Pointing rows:
____
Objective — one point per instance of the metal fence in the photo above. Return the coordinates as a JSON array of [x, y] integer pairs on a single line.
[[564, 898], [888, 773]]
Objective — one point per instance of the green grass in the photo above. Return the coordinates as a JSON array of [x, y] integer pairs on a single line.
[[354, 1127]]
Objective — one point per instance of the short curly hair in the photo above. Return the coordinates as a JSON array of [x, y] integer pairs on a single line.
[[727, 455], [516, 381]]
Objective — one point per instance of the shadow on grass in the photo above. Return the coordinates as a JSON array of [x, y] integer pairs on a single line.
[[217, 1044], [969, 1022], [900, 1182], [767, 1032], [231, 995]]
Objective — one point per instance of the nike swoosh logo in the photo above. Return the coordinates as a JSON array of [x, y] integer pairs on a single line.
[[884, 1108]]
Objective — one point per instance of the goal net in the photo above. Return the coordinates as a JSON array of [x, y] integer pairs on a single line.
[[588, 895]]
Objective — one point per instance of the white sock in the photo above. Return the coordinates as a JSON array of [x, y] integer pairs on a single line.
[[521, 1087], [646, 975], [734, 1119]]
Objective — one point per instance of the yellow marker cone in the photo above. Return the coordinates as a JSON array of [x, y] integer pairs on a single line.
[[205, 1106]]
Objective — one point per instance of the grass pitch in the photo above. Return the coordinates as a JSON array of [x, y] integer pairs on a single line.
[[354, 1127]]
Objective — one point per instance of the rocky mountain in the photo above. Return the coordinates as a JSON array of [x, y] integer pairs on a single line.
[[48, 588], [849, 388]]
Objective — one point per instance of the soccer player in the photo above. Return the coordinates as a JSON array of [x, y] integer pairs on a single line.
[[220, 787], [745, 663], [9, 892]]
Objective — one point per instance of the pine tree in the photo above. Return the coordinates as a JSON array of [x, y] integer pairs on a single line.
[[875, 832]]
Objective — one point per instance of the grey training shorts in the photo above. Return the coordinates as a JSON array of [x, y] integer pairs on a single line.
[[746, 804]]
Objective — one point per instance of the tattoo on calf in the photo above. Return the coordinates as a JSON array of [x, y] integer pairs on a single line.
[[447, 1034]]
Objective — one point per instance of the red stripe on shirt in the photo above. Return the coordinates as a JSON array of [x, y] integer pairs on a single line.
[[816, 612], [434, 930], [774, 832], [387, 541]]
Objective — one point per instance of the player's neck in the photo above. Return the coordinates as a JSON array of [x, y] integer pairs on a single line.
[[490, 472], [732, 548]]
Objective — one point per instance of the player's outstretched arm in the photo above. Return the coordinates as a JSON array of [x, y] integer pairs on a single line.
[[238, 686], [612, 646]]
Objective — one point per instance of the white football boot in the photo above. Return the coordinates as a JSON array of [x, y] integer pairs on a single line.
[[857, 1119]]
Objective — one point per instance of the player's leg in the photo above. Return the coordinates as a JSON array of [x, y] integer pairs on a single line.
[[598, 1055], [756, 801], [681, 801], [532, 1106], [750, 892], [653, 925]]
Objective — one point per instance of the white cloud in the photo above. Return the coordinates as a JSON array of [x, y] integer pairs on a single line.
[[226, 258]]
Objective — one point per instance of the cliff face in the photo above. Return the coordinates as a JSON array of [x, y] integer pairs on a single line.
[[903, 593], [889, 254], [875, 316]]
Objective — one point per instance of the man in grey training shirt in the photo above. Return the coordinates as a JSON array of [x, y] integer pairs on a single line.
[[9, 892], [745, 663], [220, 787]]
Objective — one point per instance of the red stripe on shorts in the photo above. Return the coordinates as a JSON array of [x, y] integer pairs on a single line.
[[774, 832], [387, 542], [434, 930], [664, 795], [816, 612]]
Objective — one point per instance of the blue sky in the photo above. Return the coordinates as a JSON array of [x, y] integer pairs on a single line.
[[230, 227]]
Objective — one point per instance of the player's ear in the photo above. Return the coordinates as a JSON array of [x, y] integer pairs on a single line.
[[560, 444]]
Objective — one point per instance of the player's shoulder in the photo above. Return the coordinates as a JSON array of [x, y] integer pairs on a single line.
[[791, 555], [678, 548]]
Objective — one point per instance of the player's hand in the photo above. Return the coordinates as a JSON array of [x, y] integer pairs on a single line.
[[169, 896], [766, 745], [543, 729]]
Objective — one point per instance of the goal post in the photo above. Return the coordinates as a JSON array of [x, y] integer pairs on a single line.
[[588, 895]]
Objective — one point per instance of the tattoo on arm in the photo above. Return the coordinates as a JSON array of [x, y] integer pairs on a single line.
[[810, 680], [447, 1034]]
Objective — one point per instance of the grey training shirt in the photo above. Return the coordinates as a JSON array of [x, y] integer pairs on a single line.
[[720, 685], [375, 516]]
____
Given instruction: Write out all the rows above again, switching each "Objective" to "Goal" and leaving everything else unchanged.

The result:
Goal — one point per instance of the metal fence in the photo above. Return the coordinates as a JSON array of [x, y] integer pairs on a single line.
[[564, 898], [888, 773]]
Goal — one point per instance of the green grass in the photo above. Return the coordinates as a JSON array of [x, y] integer pairs on a single line.
[[354, 1127]]
Goal — one point per instance of the short curly hair in the photo above. Return the coordinates as a JSON array of [x, y] integer pairs on a single line.
[[727, 455], [516, 381]]
Goal — one point per instance of the shadow on grass in the photo above. Return the coordinates as a JSON array of [x, y] integer pairs on a single line.
[[217, 1044], [969, 1022], [900, 1182], [767, 1032], [231, 995]]
Goal — one point per instance of the nike swoosh logo in the photo above. Return the coordinates as a JSON array of [x, y] integer pairs on a single line.
[[884, 1108]]
Goal — one point per instance of the goal net in the photo above. Return the coordinates as a JSON array of [x, y] integer pairs on a single line.
[[588, 895]]
Goal — one point per instance of the white sock in the photo above. Return the coordinates as a JSON array of [x, y] integer pairs on a single line.
[[521, 1087], [646, 975], [734, 1119]]
Goal — one point per instance of the yellow marker cone in the photo above. Return the coordinates as a JSON array of [x, y] integer pairs on a single line.
[[205, 1106]]
Goal — one point per instance of the grass pitch in the photo above. Return the coordinates as a JSON array of [x, y] integer pairs on a single line.
[[354, 1127]]
Goal — one point per instance of the rocky mountain in the photo above. Return the coordinates as a JSON array of [x, y] integer pairs on a single line.
[[48, 588], [849, 388]]
Goal — one point per instance of the soccer player in the photo above. Return the coordinates as a JSON array of [x, y] integer pairs on a single line.
[[220, 787], [745, 663], [9, 892]]
Goal — one point per instance of the pine tree in the photo above. Return the coordinates as a JSON array of [x, y] integer pairs on a single line.
[[875, 832]]
Goal — one point per instance of the grey training shorts in the photo above. Return the coordinates as a JSON array of [x, y] integer pairs on a single line.
[[746, 804]]
Goal — one point per instance of the tattoo on calf in the photo above. Return the coordinates as a JSON array of [x, y] integer pairs on a single line.
[[447, 1034]]
Goal — one point per instance of the red stripe on shirt in the photo above. Return the coordinates as a JSON array of [x, y] integer pairs on a single line.
[[816, 612], [434, 930], [774, 832], [387, 541]]
Goal — one point per instance of the player's neck in the photo above. Return the coordinates as a JSON array of [x, y] integer pairs on a single line.
[[490, 472], [732, 548]]
Goal — one point per instance of the player's outstretched arm in the photo above. Return the coordinates as a JSON array of [x, y] integer pairs on a single line.
[[238, 686], [612, 646]]
Goal — one point per instance of the white football boot in the photo above. Return the coordinates as a JSON array of [x, y] integer pairs on a single line.
[[857, 1119]]
Goal — one point per instance of the player's leg in the photo above. Return the coordinates as a JSON array of [x, y] integer pairs on a single line.
[[598, 1055], [756, 801], [681, 801], [532, 1106], [750, 892], [653, 925]]
Goal — one point per instance of the white cloud in the photo above. Return the coordinates as a JSON array of [x, y] integer pairs on a single line.
[[226, 258]]
Goal — one point per instance of the cliff face in the photo above. Return the coordinates as a JSON array of [x, y] integer pairs on a single line.
[[903, 593], [889, 254], [875, 316]]
Goal — one point per instance of the man in grey training shirt in the photo above. Return the coordinates as a JSON array of [x, y] integer pairs on a single line.
[[9, 892], [745, 663], [220, 787]]
Goal — one point per instance of the red stripe on shorts in the photo above. Return the coordinates as a JSON array of [x, y] integer pairs on a single line.
[[774, 832], [387, 542], [434, 930], [664, 795], [816, 612]]
Goal — one point per instance of the blue sky in the photo above. Return the coordinates as a JSON array of [x, y] integer pairs on a single line.
[[230, 227]]
Goal — one point per instance of the player's ear in the photo above. Return the coordinates as a JSON array of [x, y] integer pairs on a single line.
[[560, 444]]
Goal — one point per instance of the player's shoulder in the photo above. Return the coordinates as a JSON array of [x, y] integer pairs on a single line.
[[791, 555], [678, 548]]
Goal — one point per instance of the player's hand in the photo above. Return the coordinates as a JSON array of [x, y] integer pairs on a single line.
[[169, 896], [766, 745], [543, 729]]
Goal — one point per instance of the goal post in the photo above. Return the coordinates as a JSON array of [x, y] integer pairs on a single line.
[[588, 895]]
Goal — one point per instance of the tattoo on arm in the photo above. Return the coordinates as a JSON array of [x, y] integer pairs on a single line.
[[810, 680], [447, 1034]]
Goal — one point per instance of the grey training shirt in the photo above. Return the coordinates as a JSON array of [x, y] integer pairs on a single line.
[[720, 685], [375, 516]]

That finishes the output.